▶ FAÇA O SEGUINTE
Copie, sem qualquer alteração, a passagem do texto sobre a lei do Tennessee que legaliza o consumo de animais atropelados que vai de "Agora tio Dave" até "-com seu carro.".

▶ TRECHO DO DOCUMENTO

————————

Fazer suas refeições é uma das grandes despesas de qualquer viajante.
Agora tio Dave oferece a seus leitores frugais uma dica de como economizar dinheiro em sua próxima viagem à Gringolândia.
Pensando única e exclusivamente no bem-estar dos viajantes conscientes de suas restrições orçamentárias, os inteligentes legisladores do grande Estado sulino norte-americano do Tennessee redigiram um projeto de lei que barateia em muito as refeições dos motoristas.
A lei inovadora e de muito bom senso pretende tornar gratuita a coleta de determinados tipos de alimentos saborosos e nutritivos.
A única coisa que você precisa fazer é encontrar e matar esses alimentos -com seu carro.
Manifestando um dom certeiro pelo tipo de coisa que provocaria a inveja dos políticos de Brasília, o autor da nova e revolucionária lei estadual a formulou nos seguintes termos: "Qualquer pessoa pode apropriar-se, para seu uso e consumo pessoais, de animais silvestres que tenham sido mortos acidentalmente por veículos automotores".
Em outras palavras, o projeto de lei legaliza o consumo de "road kill".
"Road kill" é como os gringos rotulam os animais atropelados e mortos pelas rodas de seus carros.
A lei proposta pretende legalizar o consumo dos milhares de esquilos, gambás, guaxinins e outras criaturas quadrúpedes que, todos os anos, morrem de dolorosa morte horizontal, esmagados por pneus de borracha.
A nova e criativa lei estadual significa que, a partir de hoje, tudo que o viajante esfomeado precisa fazer para saciar seu apetite é raspar o McBicho Feliz do asfalto.
A carne tem garantia de frescor. Basta temperar e cozinhar.
Foi como se o governo estadual tivesse ordenado o retorno às raízes caipiras montanhesas do Tennessee, fechando os açougues e quitandas e obrigando os habitantes a caçar sua comida.

Diversão no jantar
A mídia, que só come em restaurantes chiques, recebeu a novidade com enorme prazer.
"Vá azeitando a frigideira, mamãe! Nova lei legaliza consumo de "road kill"", disse a manchete de um jornal.
"Cadê a receita de guisado de gambá da vovó?", era a manchete de outro jornal, este de Memphis.
Os locutores de rádio se divertiram para valer. O senador do Tennessee que propôs a lei e que adora aparecer recebeu uma enxurrada de livros de receitas em tom humorístico e dicas de como melhor realçar o sabor de um cozido de guaxinim.
Um cidadão presenteou o infeliz com um adesivo para colar no carro, dizendo: "Gato também tem carne branca".
Apesar da gozação toda, existe uma razão séria por trás da nova lei. O senador foi procurado por um eleitor que havia sido multado por ter batido acidentalmente num veado e logo depois ter dado a carne do animal a uma família migrante. Pela lei antiga, acidentes desse tipo tinham de ser comunicados imediatamente à Agência de Proteção à Fauna do Tennessee, que era obrigada a registrar o animal antes que ele pudesse ser consumido.
Acidentes desse tipo são cada vez mais frequentes no Tennessee. O rebanho de cervos do Estado multiplicou-se por mais de 200 ao longo dos últimos 50 anos, até atingir suas dimensões atuais, que constituem um recorde: quase 1 milhão de veados.

————————

▶ DADOS APRESENTADOS

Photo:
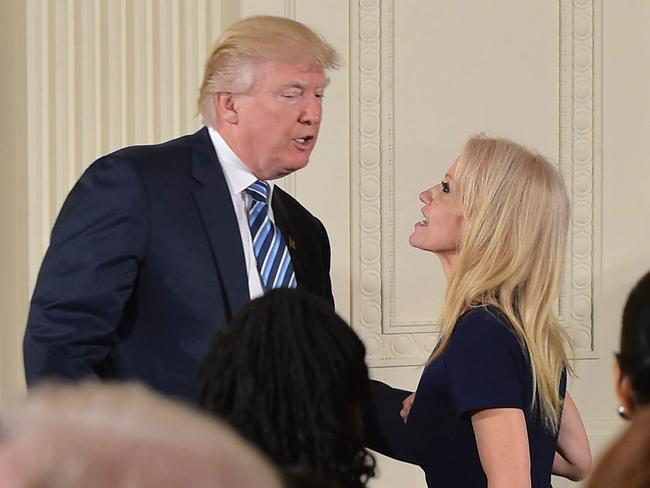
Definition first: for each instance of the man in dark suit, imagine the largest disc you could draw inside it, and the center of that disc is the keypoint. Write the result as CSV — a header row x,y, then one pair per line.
x,y
157,247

————————

▶ RESULTADO DO EXERCÍCIO
Agora tio Dave oferece a seus leitores frugais uma dica de como economizar dinheiro em sua próxima viagem à Gringolândia.
Pensando única e exclusivamente no bem-estar dos viajantes conscientes de suas restrições orçamentárias, os inteligentes legisladores do grande Estado sulino norte-americano do Tennessee redigiram um projeto de lei que barateia em muito as refeições dos motoristas.
A lei inovadora e de muito bom senso pretende tornar gratuita a coleta de determinados tipos de alimentos saborosos e nutritivos.
A única coisa que você precisa fazer é encontrar e matar esses alimentos -com seu carro.